START TEXT UNDER STUDY
New York, Oct. 17, 2023 — Coping habits in early childhood often become self-defeating strategies in adulthood, says trauma-informed coach Laura K. Connell, whose own upbringing in a dysfunctional family led to self-destructive habits in her adult life. She turned to traditional therapies such as behavior modification and thought control, but found that any changes were only temporary.
“It didn’t create a change in me or a transformation. It just sort of worked as long as I was policing myself, and then I would just fall back into the old patterns,” Connell said in a recent interview. “If I wasn’t acting perfectly and following all these instructions on how to behave, I would just go back to being myself because myself hadn’t changed — it was just the behavior that changed.”
So Connell took matters into her own hands. She spent 12 years studying the dynamics of dysfunctional families, and she learned that her habits of self-sabotage were her inner child’s way of keeping her safe — a misguided form of self-protection that prevents far too many people just like her from living their lives to the fullest potential.
In her new book, It’s Not Your Fault: The Subconscious Reasons We Self-Sabotage and How to Stop, Connell helps readers uncover the subconscious reasons they hold themselves back and explains that these blind spots were often created in childhood as coping mechanisms in response to trauma. But rather than teach tactics that ignore or give surface attention to adverse childhood events, Connell lovingly guides readers toward a deeper understanding of the ways in which these negative childhood experiences have impacted their lives and fed into the problem.
END TEXT UNDER STUDY
### TASK SET
1. Repeat word for word the passage of the press release about Connell's book between "New York, Oct." and "were only temporary.", inclusive.
2. Continue the press release about Connell's book, picking up right after its last sentence.
START INFORMATION GIVEN
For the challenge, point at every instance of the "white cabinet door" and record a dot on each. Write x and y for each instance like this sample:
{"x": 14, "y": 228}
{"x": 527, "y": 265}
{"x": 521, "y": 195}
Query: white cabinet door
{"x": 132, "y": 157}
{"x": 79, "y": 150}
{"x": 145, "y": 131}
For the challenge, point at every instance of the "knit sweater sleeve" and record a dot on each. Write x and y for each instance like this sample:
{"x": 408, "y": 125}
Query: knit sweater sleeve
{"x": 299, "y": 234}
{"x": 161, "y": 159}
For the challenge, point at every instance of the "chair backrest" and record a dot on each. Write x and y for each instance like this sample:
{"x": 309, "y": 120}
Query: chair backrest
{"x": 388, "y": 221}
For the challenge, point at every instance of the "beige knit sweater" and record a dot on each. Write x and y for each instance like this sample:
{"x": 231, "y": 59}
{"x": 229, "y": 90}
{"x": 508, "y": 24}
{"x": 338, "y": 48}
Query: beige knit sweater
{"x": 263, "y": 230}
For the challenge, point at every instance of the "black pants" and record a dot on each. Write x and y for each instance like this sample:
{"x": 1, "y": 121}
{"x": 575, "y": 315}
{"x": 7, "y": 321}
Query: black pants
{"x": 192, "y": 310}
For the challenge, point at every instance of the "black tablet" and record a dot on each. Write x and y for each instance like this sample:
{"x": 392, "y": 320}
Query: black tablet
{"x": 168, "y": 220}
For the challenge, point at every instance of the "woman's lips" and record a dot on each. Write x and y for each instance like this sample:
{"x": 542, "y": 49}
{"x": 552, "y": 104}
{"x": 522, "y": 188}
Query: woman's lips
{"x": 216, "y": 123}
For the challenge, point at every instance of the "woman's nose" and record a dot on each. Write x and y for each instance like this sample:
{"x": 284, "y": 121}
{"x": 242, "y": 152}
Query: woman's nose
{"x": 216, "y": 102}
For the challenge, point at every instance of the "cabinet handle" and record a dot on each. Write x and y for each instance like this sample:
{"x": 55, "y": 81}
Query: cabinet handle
END INFORMATION GIVEN
### REPLIES
1.
New York, Oct. 17, 2023 — Coping habits in early childhood often become self-defeating strategies in adulthood, says trauma-informed coach Laura K. Connell, whose own upbringing in a dysfunctional family led to self-destructive habits in her adult life. She turned to traditional therapies such as behavior modification and thought control, but found that any changes were only temporary.

2.
“Those who have been let down by traditional therapeutic techniques know that behavior modification doesn’t work for everyone,” she said. “Simply doing things differently while staying the same on the inside might help in the short term, but before long, old patterns emerge.”
Throughout her book, Connell walks alongside the reader as a trusted guide who has been where they are now. She provides the tools and anecdotal evidence to show readers how to overcome the pain of self-sabotage and create the lives they desire.
“We are sometimes our own worst enemies, sabotaging our success and with it our chance for lasting happiness,” she added. “Readers will be relieved to discover that it’s not a lack of willpower that has held them back, but a lack of self-knowledge instead.”